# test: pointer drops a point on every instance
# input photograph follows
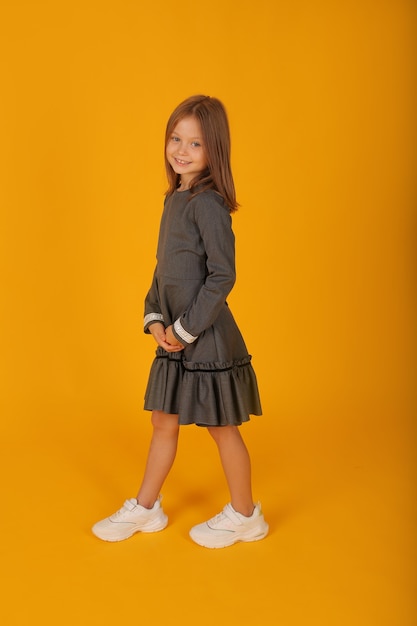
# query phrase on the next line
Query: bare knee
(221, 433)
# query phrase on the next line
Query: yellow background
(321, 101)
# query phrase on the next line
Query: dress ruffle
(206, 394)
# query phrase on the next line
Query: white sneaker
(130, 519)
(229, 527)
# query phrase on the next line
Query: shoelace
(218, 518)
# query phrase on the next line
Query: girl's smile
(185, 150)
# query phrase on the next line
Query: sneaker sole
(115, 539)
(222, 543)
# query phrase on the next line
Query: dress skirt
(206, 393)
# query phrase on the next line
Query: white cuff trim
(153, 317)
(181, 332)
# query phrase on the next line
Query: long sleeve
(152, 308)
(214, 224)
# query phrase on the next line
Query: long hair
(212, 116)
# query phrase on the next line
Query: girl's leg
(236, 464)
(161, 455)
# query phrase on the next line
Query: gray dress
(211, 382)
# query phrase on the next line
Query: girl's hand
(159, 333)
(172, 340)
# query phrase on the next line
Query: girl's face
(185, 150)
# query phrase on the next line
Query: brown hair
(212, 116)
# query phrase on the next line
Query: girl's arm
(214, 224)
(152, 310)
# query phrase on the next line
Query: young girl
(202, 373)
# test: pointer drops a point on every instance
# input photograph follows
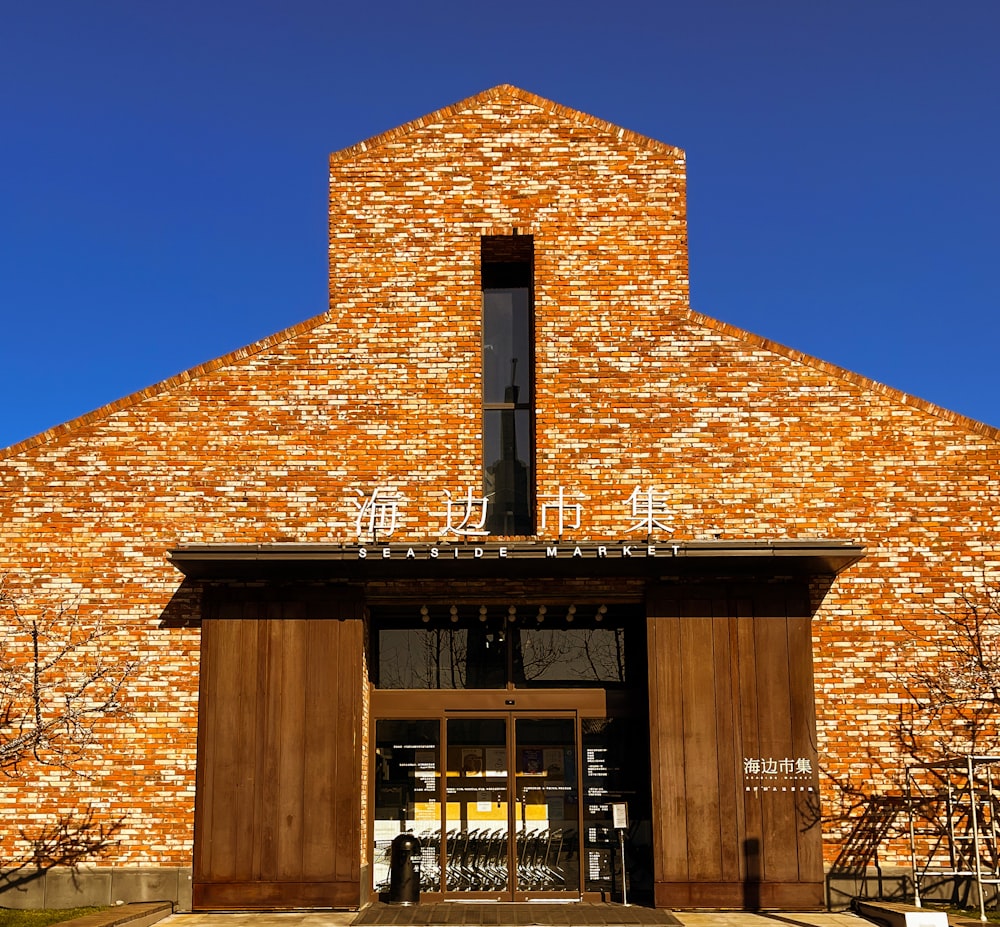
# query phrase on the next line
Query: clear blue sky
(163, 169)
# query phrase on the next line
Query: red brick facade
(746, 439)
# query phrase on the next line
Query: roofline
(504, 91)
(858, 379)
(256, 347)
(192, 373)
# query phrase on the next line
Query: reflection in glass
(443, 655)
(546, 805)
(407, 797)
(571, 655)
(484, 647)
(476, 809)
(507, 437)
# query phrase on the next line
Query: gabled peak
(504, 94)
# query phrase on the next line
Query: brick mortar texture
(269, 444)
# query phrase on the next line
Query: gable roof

§ EXERCISE
Transcribe the listing above verbatim. Omit the pictures.

§ ANSWER TO THIS EXERCISE
# test: pointer drops a point on every instance
# input photograph follows
# query phrase on the next line
Query: bare knee
(221, 433)
# query phrase on the next line
Query: yellow background
(321, 101)
# query phrase on the next line
Query: dress ruffle
(206, 394)
# query phrase on the next line
Query: white sneaker
(130, 519)
(229, 527)
# query phrase on the next line
Query: shoelace
(218, 518)
# query phrase on the next line
Query: girl's smile
(185, 150)
# query phrase on the next line
Query: sneaker sole
(115, 539)
(222, 543)
# query phrase on the next line
Query: dress skirt
(206, 393)
# query phrase on the next line
Query: white cuff trim
(153, 317)
(181, 332)
# query phrase on the next line
Query: long sleeve
(152, 308)
(214, 224)
# query phrase on the next line
Query: long hair
(212, 116)
# query phrase on the next line
Query: girl's leg
(236, 464)
(161, 455)
# query phrase on the next line
Query: gray dress
(211, 382)
# query phrase on the next line
Query: girl's hand
(159, 333)
(172, 340)
# query phrase on the next line
Query: girl's face
(185, 150)
# query phrase on the next line
Query: brown hair
(212, 116)
# query phrase on the next line
Query: girl's arm
(214, 224)
(152, 310)
# query phrase on the next line
Query: young girl
(202, 373)
# test: pointer drops a point on every instance
# input photograph follows
# query phrase on the next line
Query: clear blue sky
(163, 169)
# query phrase on the next line
Query: red brick facade
(746, 439)
# query phrase on the next line
Query: roofline
(504, 91)
(858, 379)
(256, 347)
(192, 373)
# query phrase on the next line
Query: reflection in glass
(443, 655)
(546, 805)
(407, 797)
(571, 655)
(484, 647)
(476, 809)
(507, 437)
# query phrase on the next line
Query: gabled peak
(504, 94)
# query phrase on the next line
Query: brick mortar texture
(269, 444)
# query phrase on the next line
Query: gable roof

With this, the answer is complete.